Convert the part of the records below that opens with the line containing "Mark a point on each instance of the girl's ear" and runs through the end of the records into a JSON list of strings, one string per line, with blank lines left out. Include only those lines, counting both ends.

Entries from a point annotation set
- - - - -

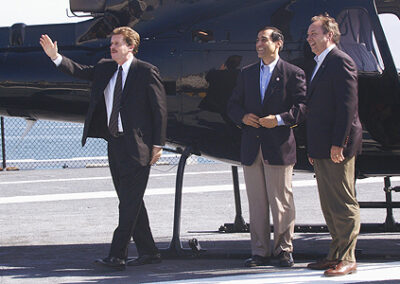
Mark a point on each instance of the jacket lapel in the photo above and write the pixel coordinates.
(320, 73)
(109, 71)
(276, 77)
(130, 78)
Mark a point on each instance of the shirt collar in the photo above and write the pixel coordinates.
(321, 57)
(270, 66)
(127, 65)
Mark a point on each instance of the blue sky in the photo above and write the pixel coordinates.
(33, 12)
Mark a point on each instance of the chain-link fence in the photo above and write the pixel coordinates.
(50, 144)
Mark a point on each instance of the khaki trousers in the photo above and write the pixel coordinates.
(339, 205)
(269, 185)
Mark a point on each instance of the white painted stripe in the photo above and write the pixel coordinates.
(295, 183)
(100, 178)
(149, 192)
(108, 194)
(366, 272)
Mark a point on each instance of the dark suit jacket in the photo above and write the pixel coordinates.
(332, 108)
(143, 107)
(285, 95)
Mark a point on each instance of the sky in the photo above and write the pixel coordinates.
(34, 12)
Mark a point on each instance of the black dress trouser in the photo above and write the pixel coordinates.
(130, 181)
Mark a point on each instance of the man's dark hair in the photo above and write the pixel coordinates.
(233, 62)
(276, 34)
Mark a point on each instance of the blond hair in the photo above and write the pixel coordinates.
(328, 25)
(131, 37)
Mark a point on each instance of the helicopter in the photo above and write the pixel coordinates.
(192, 42)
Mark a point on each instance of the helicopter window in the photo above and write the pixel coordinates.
(391, 27)
(357, 39)
(203, 36)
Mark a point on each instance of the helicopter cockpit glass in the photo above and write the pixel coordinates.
(357, 40)
(391, 27)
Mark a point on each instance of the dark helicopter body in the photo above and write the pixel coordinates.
(189, 40)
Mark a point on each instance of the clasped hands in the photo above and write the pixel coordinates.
(253, 120)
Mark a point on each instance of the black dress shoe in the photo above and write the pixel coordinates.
(144, 259)
(114, 263)
(286, 259)
(256, 260)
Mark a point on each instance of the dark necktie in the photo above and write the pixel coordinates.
(113, 124)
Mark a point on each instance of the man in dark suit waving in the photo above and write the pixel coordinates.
(127, 108)
(334, 139)
(267, 100)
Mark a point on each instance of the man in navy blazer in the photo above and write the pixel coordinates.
(334, 139)
(127, 108)
(266, 103)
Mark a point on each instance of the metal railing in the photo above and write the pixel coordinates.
(28, 144)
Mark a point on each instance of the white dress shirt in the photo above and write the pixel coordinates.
(265, 77)
(109, 90)
(320, 58)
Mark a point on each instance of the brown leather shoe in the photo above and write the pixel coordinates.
(322, 264)
(343, 268)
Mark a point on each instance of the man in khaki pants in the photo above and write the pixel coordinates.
(269, 99)
(334, 136)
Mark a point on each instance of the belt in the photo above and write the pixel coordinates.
(118, 134)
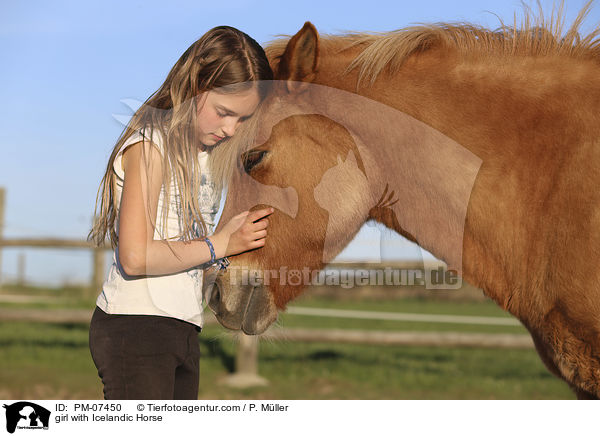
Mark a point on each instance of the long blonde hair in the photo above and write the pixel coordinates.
(225, 60)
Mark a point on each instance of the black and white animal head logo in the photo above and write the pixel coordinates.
(26, 415)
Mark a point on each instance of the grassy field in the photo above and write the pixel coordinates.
(50, 361)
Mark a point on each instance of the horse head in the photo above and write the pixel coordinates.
(326, 159)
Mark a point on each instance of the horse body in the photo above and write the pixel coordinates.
(522, 223)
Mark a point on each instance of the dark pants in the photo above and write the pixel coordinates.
(145, 357)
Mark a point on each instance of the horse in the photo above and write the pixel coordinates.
(482, 146)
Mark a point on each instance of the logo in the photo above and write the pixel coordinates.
(26, 415)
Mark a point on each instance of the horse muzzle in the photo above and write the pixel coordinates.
(237, 305)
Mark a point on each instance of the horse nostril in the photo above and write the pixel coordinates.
(252, 158)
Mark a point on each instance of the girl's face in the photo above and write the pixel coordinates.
(219, 115)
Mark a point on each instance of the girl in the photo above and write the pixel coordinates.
(157, 205)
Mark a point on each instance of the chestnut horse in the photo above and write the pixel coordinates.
(482, 146)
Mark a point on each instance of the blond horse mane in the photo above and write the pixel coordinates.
(536, 35)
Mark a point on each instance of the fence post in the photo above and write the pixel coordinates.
(246, 364)
(21, 270)
(2, 197)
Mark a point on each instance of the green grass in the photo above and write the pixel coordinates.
(406, 305)
(52, 361)
(43, 361)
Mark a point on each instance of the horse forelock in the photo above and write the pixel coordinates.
(535, 35)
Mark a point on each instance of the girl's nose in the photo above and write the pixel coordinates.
(230, 126)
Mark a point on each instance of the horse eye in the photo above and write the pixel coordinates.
(252, 158)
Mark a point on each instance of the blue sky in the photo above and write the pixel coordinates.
(67, 65)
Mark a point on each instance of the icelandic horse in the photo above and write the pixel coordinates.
(482, 146)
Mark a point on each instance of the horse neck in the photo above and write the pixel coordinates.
(477, 113)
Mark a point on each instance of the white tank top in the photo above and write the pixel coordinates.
(174, 295)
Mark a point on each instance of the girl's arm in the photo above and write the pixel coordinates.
(140, 254)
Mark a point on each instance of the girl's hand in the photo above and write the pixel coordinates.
(242, 233)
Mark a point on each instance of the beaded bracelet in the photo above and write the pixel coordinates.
(221, 263)
(213, 257)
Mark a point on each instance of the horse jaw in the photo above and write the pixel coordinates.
(239, 306)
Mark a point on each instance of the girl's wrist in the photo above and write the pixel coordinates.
(219, 245)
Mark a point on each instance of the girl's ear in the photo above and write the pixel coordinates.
(199, 101)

- - - - -

FULL SOLUTION:
[
  "Mark a point on each instance of the girl's ear in the photo above and write the pixel coordinates.",
  "(199, 101)"
]